* PROBLEM TO WORK ON
Show every line below where "flower" appears.

⁂

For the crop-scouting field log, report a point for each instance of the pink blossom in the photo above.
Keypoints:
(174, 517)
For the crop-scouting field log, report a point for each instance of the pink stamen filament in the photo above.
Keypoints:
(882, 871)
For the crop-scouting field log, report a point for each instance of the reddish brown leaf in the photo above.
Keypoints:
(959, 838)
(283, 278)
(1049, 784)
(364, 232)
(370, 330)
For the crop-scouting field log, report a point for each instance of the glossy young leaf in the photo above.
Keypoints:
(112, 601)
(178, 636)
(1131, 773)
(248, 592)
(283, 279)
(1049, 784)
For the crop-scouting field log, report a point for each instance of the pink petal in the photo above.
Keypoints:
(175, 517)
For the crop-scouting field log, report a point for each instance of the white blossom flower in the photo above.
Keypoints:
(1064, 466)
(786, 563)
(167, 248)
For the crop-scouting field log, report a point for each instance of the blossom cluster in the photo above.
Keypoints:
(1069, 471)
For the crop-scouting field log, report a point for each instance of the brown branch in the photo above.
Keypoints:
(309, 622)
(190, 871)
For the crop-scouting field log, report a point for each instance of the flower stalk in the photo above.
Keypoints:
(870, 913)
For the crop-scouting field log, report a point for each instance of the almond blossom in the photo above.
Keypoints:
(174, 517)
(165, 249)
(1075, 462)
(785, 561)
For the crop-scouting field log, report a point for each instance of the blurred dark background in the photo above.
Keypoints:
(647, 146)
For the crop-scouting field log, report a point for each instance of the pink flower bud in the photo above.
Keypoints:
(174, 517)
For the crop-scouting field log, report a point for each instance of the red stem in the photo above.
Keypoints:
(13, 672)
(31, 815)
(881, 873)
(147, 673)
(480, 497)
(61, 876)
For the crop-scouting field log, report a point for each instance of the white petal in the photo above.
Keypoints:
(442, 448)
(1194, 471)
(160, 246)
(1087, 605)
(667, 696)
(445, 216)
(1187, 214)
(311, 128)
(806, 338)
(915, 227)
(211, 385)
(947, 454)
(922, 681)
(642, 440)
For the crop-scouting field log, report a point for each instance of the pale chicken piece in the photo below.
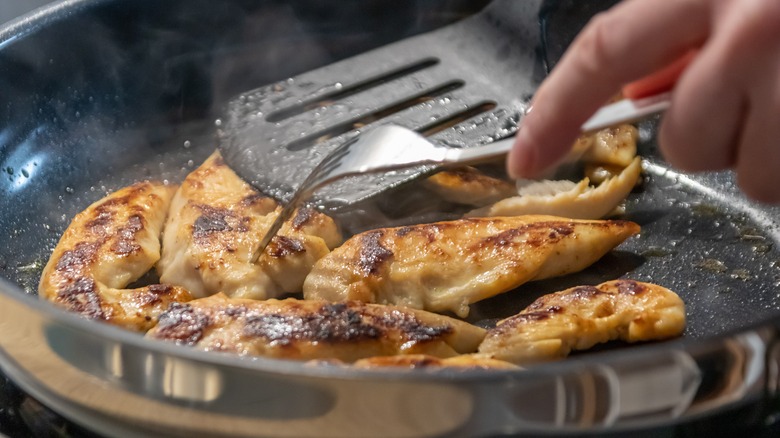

⁂

* FINAL ANSWER
For the crop-scouting field log, report a point for each instance of the white blossom flower in the photo above.
For the crop-scouting field log, report a point for each instance of the flower stalk in the photo above.
For the crop-scouting field log, report a point for each instance of the pink flower bud in the photo above.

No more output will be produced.